* [INSTRUCTIONS TO FOLLOW] Quote the final part of the entries below word for word, starting at the line containing "red jacket shown" and continuing through the last line of the entries, with both ends included. Reproduce only that part.

* [INPUT FOR THIS TASK]
— BEGIN —

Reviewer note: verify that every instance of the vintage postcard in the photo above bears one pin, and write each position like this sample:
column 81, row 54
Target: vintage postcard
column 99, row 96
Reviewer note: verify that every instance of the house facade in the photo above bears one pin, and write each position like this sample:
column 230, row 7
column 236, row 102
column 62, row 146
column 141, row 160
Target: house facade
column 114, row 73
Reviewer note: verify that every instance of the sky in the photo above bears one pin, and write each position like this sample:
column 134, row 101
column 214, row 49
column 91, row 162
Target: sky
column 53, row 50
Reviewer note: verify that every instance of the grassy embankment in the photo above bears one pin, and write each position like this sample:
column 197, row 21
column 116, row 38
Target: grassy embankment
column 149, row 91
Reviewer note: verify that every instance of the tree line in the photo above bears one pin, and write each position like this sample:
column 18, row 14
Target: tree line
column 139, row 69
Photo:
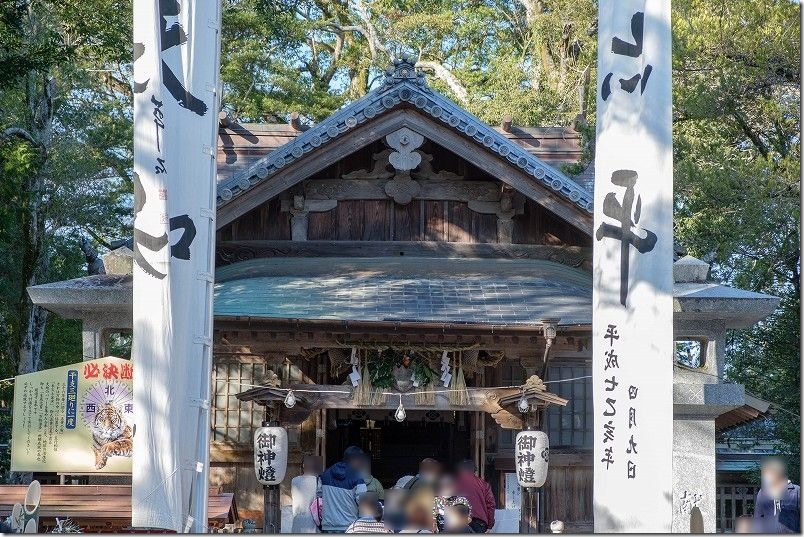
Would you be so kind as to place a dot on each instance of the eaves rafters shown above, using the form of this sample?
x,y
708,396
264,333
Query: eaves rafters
x,y
404,86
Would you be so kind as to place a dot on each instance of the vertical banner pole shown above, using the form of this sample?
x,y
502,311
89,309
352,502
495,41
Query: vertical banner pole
x,y
176,78
632,278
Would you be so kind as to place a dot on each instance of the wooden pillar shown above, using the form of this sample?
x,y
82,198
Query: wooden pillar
x,y
530,515
272,511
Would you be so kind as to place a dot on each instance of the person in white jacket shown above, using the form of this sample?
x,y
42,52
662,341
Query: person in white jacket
x,y
303,490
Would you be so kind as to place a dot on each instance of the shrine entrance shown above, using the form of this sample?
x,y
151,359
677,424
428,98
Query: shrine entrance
x,y
397,448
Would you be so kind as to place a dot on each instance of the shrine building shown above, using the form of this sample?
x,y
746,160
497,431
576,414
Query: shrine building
x,y
404,225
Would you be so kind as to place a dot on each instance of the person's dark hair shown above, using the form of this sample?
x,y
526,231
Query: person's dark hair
x,y
351,453
466,464
775,464
370,503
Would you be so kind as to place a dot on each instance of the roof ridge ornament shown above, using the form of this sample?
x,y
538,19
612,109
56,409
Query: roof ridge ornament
x,y
403,69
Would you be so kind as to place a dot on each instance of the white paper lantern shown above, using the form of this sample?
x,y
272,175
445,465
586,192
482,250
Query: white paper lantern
x,y
270,454
531,455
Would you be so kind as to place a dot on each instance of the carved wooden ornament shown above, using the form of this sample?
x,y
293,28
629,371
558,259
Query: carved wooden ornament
x,y
405,142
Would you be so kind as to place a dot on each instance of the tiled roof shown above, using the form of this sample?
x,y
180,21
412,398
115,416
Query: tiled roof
x,y
416,290
404,86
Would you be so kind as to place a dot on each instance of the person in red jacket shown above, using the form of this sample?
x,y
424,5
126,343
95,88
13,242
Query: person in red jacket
x,y
478,492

— END —

* [THE ANSWER]
Would you be so kind as to place a dot on each instance of the person in red jacket shown above, using the form of this sample?
x,y
424,5
126,343
95,88
13,242
Query: person in red jacket
x,y
478,492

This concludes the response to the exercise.